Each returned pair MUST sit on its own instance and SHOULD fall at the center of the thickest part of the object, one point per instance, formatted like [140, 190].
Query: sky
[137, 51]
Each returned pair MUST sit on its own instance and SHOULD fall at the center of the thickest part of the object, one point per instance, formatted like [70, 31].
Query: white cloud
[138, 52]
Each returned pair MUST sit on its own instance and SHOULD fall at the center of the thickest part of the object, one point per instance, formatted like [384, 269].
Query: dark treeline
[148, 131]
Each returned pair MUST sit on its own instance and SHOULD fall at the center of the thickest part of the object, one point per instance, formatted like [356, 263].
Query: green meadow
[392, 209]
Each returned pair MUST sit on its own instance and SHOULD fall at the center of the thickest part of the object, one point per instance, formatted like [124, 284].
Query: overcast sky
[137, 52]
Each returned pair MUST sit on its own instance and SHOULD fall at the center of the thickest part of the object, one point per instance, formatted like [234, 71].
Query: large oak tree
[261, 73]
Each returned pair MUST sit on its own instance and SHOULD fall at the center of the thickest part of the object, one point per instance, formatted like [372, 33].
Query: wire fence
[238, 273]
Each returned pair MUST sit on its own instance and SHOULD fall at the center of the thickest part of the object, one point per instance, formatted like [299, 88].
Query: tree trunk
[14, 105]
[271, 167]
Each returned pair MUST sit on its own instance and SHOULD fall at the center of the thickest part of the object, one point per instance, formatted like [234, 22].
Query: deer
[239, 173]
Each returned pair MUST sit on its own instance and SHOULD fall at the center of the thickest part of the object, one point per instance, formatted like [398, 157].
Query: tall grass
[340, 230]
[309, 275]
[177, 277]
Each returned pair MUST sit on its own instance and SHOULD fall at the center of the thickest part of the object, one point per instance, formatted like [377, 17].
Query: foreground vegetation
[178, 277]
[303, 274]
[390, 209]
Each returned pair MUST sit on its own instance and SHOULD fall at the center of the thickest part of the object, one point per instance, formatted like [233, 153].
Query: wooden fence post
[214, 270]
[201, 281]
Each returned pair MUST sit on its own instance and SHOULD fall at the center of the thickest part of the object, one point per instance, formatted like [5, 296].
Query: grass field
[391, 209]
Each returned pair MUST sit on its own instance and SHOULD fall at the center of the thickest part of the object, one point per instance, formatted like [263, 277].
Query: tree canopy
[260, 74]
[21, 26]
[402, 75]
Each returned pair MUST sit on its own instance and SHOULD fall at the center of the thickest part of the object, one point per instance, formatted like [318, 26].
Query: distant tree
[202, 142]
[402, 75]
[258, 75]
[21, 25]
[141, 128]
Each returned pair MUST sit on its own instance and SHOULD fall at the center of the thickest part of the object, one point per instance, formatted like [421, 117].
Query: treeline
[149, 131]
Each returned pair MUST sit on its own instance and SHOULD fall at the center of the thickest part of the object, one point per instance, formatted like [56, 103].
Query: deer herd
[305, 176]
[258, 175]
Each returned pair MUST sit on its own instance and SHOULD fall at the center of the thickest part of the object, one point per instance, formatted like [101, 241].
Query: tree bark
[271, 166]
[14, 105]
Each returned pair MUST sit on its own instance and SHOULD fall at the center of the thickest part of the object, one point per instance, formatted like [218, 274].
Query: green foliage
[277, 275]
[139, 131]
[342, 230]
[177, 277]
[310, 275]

==

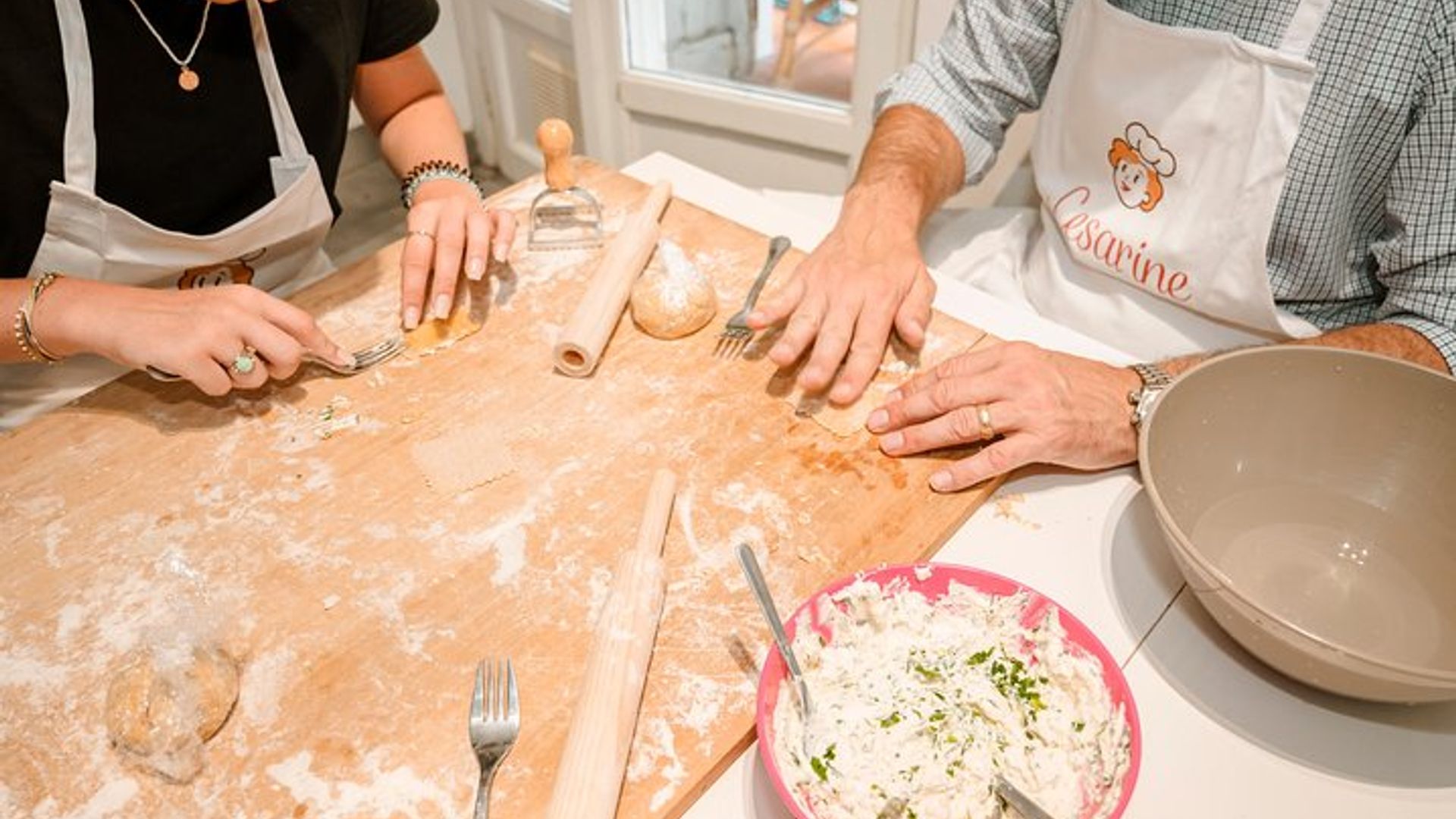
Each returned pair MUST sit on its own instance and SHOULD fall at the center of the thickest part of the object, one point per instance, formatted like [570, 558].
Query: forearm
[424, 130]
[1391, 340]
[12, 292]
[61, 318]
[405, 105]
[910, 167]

THE TASK
List every line of the rows that contains the string "fence".

REPLY
Query: wire fence
Query: wooden fence post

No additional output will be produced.